» **Exercise task**: From the entries below, pull out each line that contains the word "battlement" and copy those lines unchanged.

» **Records shown**:

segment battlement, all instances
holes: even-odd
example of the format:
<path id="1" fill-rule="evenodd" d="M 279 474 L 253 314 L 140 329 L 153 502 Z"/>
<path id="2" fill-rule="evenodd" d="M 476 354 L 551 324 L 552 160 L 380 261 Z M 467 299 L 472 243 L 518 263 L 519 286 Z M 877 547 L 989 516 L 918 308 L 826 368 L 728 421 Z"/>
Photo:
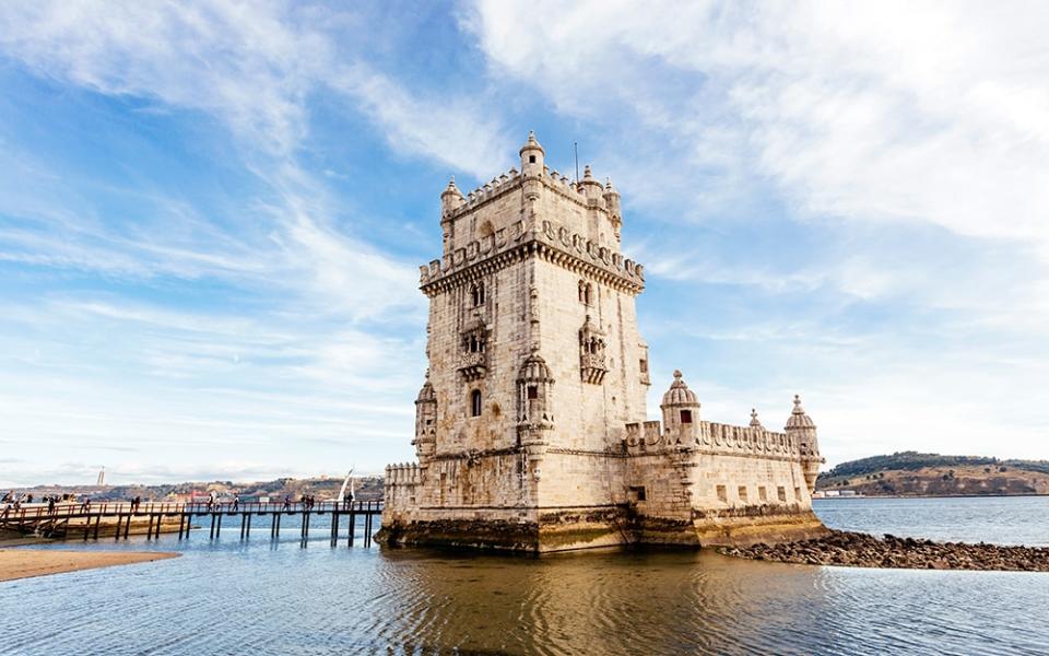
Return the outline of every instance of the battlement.
<path id="1" fill-rule="evenodd" d="M 538 245 L 544 248 L 534 248 Z M 475 265 L 497 261 L 499 256 L 520 255 L 521 248 L 524 248 L 526 253 L 534 251 L 549 259 L 562 260 L 580 272 L 586 272 L 589 266 L 594 278 L 608 278 L 609 282 L 618 281 L 620 284 L 615 286 L 633 293 L 640 293 L 645 289 L 645 266 L 640 262 L 624 258 L 622 254 L 601 246 L 556 221 L 543 221 L 540 230 L 529 232 L 523 220 L 512 223 L 508 229 L 499 229 L 494 234 L 469 242 L 467 246 L 455 249 L 444 258 L 432 260 L 428 266 L 420 266 L 420 288 L 428 293 L 427 289 L 438 281 L 447 281 L 453 274 L 464 272 Z M 605 276 L 602 277 L 602 273 Z M 468 280 L 470 277 L 462 278 Z"/>
<path id="2" fill-rule="evenodd" d="M 592 180 L 592 178 L 573 183 L 568 176 L 562 174 L 557 169 L 551 171 L 546 166 L 543 166 L 542 172 L 532 176 L 530 179 L 540 181 L 545 188 L 558 194 L 566 200 L 577 203 L 580 207 L 594 208 L 604 212 L 615 209 L 610 208 L 610 203 L 605 199 L 606 194 L 614 192 L 611 183 L 601 185 L 601 183 Z M 504 194 L 519 189 L 523 180 L 523 174 L 521 174 L 517 168 L 511 167 L 506 173 L 492 178 L 490 181 L 471 191 L 468 191 L 465 195 L 459 192 L 459 201 L 453 204 L 449 204 L 446 208 L 441 216 L 441 221 L 453 221 L 463 215 L 470 214 L 490 201 L 499 198 Z M 600 188 L 601 194 L 588 197 L 585 191 L 586 185 L 597 185 Z"/>
<path id="3" fill-rule="evenodd" d="M 384 482 L 387 488 L 417 485 L 421 481 L 420 467 L 415 462 L 386 466 Z"/>
<path id="4" fill-rule="evenodd" d="M 761 426 L 736 426 L 710 421 L 696 424 L 694 436 L 685 431 L 664 431 L 662 422 L 626 424 L 627 453 L 651 454 L 674 449 L 733 453 L 755 457 L 802 458 L 811 456 L 798 440 Z"/>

» **Response**:
segment battlement, all instances
Return the outline of every instance of the battlement.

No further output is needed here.